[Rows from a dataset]
"""

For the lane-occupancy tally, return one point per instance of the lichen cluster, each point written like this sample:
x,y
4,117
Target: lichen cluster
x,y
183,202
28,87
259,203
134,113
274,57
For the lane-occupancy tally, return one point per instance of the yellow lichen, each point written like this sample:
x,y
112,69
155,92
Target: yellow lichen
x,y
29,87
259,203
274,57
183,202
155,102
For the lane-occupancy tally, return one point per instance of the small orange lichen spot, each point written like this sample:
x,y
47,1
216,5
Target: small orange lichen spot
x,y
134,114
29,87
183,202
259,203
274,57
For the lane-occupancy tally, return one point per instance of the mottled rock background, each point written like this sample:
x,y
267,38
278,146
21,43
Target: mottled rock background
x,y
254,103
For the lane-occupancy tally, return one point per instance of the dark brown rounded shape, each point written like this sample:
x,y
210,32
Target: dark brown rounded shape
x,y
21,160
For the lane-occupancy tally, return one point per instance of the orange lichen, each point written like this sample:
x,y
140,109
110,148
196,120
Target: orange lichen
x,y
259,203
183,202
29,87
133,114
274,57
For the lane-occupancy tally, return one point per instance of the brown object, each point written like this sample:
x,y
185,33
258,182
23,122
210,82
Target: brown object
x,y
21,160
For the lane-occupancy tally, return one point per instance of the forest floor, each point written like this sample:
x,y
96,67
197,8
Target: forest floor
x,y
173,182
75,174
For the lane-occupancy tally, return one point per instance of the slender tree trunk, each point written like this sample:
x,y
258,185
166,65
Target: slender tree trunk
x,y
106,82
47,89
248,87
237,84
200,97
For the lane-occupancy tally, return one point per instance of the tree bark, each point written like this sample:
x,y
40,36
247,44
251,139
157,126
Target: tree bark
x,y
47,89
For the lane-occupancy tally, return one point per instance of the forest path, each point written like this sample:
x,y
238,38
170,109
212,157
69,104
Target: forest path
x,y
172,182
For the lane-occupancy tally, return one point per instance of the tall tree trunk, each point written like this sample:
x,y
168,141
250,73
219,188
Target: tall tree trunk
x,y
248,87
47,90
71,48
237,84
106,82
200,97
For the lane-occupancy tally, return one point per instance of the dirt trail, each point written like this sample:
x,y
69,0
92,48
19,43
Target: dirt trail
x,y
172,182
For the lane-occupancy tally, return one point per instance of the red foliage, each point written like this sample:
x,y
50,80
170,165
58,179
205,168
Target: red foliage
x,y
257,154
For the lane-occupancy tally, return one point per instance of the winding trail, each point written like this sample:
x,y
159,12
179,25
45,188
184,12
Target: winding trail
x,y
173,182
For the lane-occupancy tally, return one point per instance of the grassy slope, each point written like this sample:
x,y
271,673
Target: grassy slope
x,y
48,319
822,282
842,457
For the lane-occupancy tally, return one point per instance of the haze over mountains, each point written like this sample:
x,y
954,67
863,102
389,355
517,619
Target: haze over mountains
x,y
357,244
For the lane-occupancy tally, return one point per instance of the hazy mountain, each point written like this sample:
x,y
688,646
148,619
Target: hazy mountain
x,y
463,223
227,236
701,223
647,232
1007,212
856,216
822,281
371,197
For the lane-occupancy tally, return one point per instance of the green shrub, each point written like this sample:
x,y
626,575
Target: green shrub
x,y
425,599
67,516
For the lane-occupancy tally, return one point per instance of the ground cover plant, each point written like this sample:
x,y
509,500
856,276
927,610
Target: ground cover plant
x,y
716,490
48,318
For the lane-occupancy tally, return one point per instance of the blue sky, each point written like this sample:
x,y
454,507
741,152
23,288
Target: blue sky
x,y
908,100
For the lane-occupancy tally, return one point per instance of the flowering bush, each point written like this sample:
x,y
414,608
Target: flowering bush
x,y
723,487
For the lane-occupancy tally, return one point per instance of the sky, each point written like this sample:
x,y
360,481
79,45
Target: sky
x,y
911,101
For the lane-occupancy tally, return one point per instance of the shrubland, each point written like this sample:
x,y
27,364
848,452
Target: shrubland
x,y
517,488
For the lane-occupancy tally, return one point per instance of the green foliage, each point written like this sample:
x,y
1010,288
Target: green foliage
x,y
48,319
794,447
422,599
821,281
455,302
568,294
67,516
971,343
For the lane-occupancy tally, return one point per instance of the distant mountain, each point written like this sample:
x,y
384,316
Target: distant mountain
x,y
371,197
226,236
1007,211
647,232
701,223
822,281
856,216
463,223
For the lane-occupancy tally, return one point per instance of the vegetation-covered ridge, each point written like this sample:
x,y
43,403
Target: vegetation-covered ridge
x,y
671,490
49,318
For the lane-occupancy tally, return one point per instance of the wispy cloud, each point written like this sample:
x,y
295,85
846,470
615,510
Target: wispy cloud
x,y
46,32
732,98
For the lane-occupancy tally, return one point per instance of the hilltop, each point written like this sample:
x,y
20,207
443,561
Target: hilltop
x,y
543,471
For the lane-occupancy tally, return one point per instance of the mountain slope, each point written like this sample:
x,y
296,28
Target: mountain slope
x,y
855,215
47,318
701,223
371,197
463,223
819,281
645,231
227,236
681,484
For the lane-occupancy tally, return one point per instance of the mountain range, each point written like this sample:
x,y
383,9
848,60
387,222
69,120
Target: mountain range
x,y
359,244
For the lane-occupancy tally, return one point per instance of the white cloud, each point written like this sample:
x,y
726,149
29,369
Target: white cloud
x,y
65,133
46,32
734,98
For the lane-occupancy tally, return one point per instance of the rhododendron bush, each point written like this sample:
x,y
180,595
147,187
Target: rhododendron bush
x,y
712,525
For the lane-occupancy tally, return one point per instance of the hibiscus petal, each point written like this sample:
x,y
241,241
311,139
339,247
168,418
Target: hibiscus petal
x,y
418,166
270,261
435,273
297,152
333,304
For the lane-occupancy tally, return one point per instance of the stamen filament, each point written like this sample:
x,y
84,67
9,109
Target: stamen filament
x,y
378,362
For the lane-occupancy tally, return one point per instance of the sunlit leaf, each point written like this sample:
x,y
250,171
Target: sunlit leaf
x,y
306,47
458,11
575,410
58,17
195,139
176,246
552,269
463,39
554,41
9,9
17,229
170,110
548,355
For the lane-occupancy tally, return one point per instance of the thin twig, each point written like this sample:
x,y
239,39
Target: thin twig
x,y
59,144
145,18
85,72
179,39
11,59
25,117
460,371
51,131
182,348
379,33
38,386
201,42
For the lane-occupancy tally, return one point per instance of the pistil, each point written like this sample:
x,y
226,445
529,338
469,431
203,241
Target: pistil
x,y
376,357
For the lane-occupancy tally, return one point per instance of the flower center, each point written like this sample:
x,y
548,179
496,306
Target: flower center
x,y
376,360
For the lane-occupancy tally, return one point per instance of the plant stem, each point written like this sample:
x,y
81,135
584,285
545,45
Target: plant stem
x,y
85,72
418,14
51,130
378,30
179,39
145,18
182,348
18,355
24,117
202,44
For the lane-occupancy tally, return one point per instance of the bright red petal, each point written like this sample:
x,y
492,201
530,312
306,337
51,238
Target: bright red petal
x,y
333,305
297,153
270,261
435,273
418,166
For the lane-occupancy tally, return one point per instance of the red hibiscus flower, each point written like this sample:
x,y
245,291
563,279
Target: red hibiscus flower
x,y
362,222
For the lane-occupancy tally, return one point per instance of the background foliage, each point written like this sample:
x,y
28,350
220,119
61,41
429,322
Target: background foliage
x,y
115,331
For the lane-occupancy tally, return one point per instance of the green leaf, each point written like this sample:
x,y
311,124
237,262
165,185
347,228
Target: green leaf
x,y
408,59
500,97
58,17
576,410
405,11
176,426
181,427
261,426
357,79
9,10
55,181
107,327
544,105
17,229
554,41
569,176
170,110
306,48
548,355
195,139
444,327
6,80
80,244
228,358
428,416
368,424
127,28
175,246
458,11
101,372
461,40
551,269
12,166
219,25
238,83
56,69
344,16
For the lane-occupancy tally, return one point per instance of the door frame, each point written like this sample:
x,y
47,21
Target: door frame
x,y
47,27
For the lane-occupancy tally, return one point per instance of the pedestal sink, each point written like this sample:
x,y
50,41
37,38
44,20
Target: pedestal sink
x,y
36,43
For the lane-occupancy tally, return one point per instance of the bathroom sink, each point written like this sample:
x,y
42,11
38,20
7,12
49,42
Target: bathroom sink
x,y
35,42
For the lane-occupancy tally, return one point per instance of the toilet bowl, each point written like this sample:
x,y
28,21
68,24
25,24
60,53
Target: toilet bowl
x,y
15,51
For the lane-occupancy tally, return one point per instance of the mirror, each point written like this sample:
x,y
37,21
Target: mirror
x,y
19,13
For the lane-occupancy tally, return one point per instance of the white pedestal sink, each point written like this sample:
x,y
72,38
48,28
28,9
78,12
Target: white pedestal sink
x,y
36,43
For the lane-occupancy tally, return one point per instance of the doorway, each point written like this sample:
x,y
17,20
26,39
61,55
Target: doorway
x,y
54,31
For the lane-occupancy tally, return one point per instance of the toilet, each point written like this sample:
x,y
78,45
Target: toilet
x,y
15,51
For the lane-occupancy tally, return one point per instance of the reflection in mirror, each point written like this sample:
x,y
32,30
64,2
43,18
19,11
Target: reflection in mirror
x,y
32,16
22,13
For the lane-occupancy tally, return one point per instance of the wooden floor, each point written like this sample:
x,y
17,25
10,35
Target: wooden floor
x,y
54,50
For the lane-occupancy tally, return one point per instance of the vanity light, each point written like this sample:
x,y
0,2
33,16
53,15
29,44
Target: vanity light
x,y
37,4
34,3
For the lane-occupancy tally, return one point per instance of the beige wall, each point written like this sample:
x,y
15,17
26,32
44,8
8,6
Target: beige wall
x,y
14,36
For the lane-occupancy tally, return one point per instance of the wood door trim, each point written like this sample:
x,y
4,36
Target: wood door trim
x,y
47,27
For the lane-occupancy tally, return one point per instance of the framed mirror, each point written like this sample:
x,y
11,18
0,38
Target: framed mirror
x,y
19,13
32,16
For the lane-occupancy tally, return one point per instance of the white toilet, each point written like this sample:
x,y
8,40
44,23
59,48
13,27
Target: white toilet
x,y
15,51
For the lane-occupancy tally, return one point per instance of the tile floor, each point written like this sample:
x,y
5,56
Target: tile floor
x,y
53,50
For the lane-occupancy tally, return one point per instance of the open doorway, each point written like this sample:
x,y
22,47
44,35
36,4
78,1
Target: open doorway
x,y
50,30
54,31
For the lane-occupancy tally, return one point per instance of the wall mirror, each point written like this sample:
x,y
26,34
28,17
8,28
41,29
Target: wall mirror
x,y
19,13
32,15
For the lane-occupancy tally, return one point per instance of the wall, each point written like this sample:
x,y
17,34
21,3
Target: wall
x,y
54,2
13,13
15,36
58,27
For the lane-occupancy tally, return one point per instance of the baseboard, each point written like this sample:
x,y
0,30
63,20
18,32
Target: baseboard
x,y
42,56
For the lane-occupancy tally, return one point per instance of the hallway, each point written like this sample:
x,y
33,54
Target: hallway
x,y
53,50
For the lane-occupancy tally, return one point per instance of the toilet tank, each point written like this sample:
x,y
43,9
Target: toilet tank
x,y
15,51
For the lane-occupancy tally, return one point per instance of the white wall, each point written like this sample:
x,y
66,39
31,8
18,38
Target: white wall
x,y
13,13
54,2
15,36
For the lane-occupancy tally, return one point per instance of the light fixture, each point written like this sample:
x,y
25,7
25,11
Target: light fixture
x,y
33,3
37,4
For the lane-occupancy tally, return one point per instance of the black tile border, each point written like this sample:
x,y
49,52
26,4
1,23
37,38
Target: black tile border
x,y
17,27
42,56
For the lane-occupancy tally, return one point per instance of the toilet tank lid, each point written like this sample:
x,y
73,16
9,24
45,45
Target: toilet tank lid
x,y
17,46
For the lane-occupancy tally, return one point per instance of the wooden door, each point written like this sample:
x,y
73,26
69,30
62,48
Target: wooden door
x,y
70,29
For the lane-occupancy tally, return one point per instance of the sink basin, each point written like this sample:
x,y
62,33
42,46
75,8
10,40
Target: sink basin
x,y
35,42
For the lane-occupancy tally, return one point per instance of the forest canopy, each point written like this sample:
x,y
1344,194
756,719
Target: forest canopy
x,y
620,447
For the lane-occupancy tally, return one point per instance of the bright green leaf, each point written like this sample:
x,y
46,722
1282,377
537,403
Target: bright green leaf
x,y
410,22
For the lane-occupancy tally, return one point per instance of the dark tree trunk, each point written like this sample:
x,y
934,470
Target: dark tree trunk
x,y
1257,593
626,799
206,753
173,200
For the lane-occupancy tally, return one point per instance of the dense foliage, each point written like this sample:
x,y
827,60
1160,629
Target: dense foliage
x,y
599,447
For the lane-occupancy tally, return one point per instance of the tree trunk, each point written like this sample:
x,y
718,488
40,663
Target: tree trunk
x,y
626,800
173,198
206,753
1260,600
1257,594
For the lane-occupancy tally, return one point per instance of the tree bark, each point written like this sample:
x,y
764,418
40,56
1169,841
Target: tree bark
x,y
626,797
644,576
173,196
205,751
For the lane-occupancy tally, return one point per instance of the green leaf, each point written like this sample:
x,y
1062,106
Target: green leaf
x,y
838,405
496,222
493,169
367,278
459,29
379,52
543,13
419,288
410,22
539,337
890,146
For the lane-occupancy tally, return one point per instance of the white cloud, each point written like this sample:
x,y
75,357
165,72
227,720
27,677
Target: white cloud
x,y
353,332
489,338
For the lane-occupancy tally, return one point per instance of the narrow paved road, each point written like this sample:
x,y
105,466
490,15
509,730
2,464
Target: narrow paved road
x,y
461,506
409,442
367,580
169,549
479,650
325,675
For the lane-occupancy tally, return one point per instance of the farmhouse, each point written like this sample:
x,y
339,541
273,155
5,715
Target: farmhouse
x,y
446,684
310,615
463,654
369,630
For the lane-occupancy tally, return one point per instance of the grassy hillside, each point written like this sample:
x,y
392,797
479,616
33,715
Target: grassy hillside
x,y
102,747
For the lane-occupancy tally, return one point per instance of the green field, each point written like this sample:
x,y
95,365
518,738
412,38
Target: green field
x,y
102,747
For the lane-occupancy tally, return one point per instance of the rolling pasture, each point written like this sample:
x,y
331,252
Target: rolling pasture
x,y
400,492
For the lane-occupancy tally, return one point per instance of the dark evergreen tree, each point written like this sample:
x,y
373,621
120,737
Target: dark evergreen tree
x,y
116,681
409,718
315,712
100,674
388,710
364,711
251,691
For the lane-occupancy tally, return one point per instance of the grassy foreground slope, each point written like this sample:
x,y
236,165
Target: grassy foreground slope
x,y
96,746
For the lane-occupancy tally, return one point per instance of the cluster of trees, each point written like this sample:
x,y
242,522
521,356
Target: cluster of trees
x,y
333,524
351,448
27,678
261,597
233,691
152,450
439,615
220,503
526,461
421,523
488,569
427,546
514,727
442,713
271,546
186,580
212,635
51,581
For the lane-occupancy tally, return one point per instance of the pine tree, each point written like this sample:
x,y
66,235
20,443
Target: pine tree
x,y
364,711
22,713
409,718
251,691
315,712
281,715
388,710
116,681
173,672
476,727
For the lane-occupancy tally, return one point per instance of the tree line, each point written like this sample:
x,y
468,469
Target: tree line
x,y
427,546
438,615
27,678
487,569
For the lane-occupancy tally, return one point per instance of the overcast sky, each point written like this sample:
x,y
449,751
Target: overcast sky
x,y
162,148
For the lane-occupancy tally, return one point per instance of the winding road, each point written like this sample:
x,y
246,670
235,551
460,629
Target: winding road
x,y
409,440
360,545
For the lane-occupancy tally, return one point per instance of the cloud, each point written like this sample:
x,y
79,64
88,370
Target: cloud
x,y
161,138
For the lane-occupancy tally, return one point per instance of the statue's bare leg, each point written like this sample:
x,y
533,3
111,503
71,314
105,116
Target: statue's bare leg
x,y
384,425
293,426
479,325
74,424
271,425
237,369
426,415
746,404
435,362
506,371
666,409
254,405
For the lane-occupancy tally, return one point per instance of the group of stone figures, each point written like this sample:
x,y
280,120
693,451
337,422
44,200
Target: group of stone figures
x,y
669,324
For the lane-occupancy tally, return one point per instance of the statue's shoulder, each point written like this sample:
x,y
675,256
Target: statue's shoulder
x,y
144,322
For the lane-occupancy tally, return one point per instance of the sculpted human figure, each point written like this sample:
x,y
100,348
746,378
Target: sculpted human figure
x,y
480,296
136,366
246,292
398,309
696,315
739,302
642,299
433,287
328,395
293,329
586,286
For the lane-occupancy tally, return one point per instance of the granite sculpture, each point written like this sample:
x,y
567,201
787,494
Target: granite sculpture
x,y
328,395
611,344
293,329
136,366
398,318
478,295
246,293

"""

| DESCRIPTION OF THE TASK |
Format the lines from the one containing "winding road, each" through the end of the items as a Markdown table with the columns Row and Line. Number each row and leave out blank lines.

| THE COMPLETED TASK |
| Row | Line |
|---|---|
| 1 | For the lane-occupancy tally, return one point per instance of the winding road, each point written like this sample: |
| 2 | x,y |
| 3 | 246,670 |
| 4 | 235,551 |
| 5 | 460,629 |
| 6 | Target: winding road |
| 7 | x,y |
| 8 | 409,440 |
| 9 | 360,545 |
| 10 | For the lane-occupancy tally, return one point per instance of the cloud, each point written like this sample: |
| 11 | x,y |
| 12 | 79,64 |
| 13 | 88,370 |
| 14 | Target: cloud |
| 15 | x,y |
| 16 | 161,138 |
| 17 | For the lane-occupancy tally, return one point per instance of the statue's bare leg, each point written like this sample: |
| 18 | x,y |
| 19 | 533,3 |
| 20 | 111,503 |
| 21 | 71,314 |
| 22 | 105,116 |
| 23 | Target: statue's bare leg |
| 24 | x,y |
| 25 | 384,425 |
| 26 | 293,426 |
| 27 | 479,325 |
| 28 | 74,424 |
| 29 | 271,425 |
| 30 | 237,369 |
| 31 | 426,415 |
| 32 | 746,404 |
| 33 | 435,362 |
| 34 | 506,371 |
| 35 | 666,409 |
| 36 | 254,405 |
| 37 | For the lane-occupancy tally, return one point per instance of the group of stone figures, each point written like this sample: |
| 38 | x,y |
| 39 | 280,120 |
| 40 | 693,451 |
| 41 | 337,422 |
| 42 | 44,200 |
| 43 | Target: group of stone figures |
| 44 | x,y |
| 45 | 669,324 |
| 46 | For the lane-occupancy tally, return one point per instance of the statue's shoulder, each point written like this sample: |
| 47 | x,y |
| 48 | 675,256 |
| 49 | Target: statue's shoulder |
| 50 | x,y |
| 51 | 144,322 |
| 52 | For the lane-occupancy tally, return one point per instance of the sculpted human figure, each point written like this sample: |
| 53 | x,y |
| 54 | 100,348 |
| 55 | 746,378 |
| 56 | Target: sculpted human figure |
| 57 | x,y |
| 58 | 480,296 |
| 59 | 136,366 |
| 60 | 246,292 |
| 61 | 398,309 |
| 62 | 696,315 |
| 63 | 739,302 |
| 64 | 642,299 |
| 65 | 433,287 |
| 66 | 328,395 |
| 67 | 293,329 |
| 68 | 586,286 |
| 69 | For the lane-occupancy tally, return one point per instance of the granite sculpture, each point written like this sample: |
| 70 | x,y |
| 71 | 567,201 |
| 72 | 787,494 |
| 73 | Target: granite sculpture |
| 74 | x,y |
| 75 | 328,395 |
| 76 | 611,344 |
| 77 | 293,329 |
| 78 | 136,366 |
| 79 | 398,318 |
| 80 | 478,295 |
| 81 | 246,293 |